→ **Written task**:
Copy the material that follows word for word and omit its pictures.

→ **Information supplied**:
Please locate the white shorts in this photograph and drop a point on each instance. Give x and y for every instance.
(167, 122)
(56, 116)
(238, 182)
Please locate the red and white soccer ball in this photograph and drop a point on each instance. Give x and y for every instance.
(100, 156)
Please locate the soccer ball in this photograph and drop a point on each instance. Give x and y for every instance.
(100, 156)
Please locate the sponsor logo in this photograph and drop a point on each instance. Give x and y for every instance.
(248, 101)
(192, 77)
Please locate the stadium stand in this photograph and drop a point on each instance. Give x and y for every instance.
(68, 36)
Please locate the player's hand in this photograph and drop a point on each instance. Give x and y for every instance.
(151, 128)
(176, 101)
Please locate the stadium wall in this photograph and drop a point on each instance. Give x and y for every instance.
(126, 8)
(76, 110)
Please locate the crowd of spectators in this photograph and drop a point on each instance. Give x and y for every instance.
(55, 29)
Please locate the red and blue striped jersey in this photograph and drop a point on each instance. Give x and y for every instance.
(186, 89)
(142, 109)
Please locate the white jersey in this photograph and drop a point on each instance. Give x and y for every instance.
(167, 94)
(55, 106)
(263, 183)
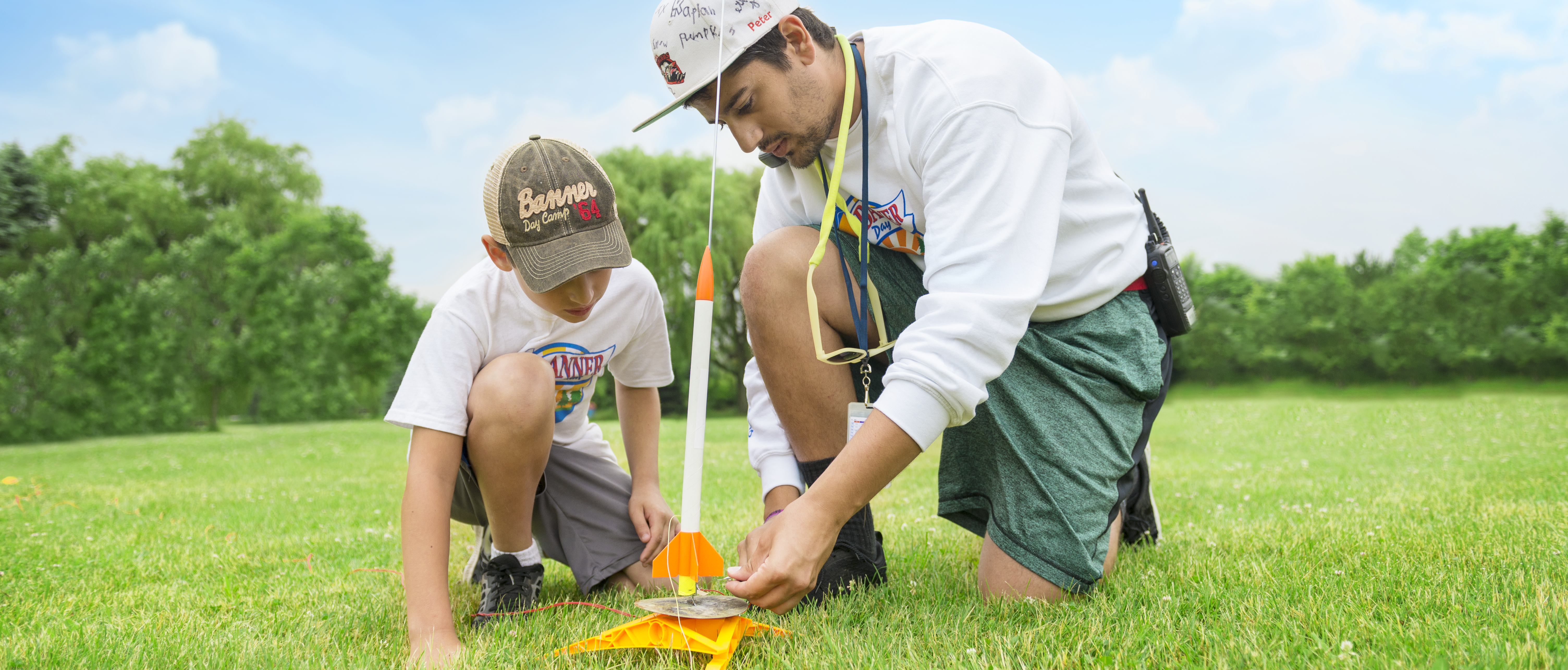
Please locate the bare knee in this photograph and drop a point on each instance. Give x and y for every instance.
(1001, 576)
(777, 263)
(517, 387)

→ **Answer**:
Please locate the white shorts in this photograph and drop a point on each instance. Give x and y for every instance.
(167, 122)
(56, 116)
(238, 182)
Please locate the red and white soccer ball in this photograph and drop a point on each instance. Give x and y for every instance.
(100, 156)
Please locate the soccer ball in this photograph and drop a point on each instance. Give x and y for every instance.
(100, 156)
Please locate the sponsor logo in this photograph and drop a point on each instance. Give x and y for every instance.
(248, 101)
(192, 77)
Please locate the stadium stand in this photograph and drop a point on each instance. Give x and y for every instance.
(68, 36)
Please locate the player's hand in this photograph and drop a point on each instance. Give x and y for every instance.
(151, 128)
(176, 101)
Please locate the stadium wall in this photograph and drop a point on each instance. Give x and y for every instance.
(126, 8)
(76, 110)
Please locate the crowd of spectators in this photograph and drop a point on each instance. Give x and y for every instance.
(55, 29)
Please locate the red and blue striped jersey in this photograph and drop a point on each instance. Give x and y for every instance.
(186, 89)
(142, 109)
Please locate the white jersey in this photograph and drop a point on each instance. Give x and y for every instance.
(167, 94)
(55, 106)
(263, 183)
Please locate the bare knee in this photograph and drop a point on each instance. Give x and y for every instance.
(1001, 576)
(777, 263)
(517, 387)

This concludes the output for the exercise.